_WORK ITEM_: Scan the records below and copy every line that contains the string "each".

Records drawn from a dataset:
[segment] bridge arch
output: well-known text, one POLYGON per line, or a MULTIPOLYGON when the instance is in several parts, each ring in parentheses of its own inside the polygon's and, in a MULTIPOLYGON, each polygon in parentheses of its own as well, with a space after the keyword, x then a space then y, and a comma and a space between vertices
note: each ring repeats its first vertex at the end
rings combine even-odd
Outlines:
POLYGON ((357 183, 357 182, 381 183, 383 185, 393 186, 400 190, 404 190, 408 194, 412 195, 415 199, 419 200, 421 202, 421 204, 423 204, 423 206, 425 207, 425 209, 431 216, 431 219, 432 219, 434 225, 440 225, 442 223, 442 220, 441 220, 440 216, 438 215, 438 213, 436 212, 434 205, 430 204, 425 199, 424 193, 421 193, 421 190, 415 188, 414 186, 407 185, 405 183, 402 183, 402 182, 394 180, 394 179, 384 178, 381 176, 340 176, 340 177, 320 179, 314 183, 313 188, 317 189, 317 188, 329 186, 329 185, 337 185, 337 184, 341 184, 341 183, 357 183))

_RESULT FOR THIS TASK_:
output: well-known text, one POLYGON per line, or a MULTIPOLYGON when the instance is in several parts, each ring in parentheses of its own inside the polygon's and, in a MULTIPOLYGON, each polygon in parentheses of its own as well, with a space after the keyword, x then a space then y, and a comma and a space between vertices
note: each ring repeats its first vertex at the end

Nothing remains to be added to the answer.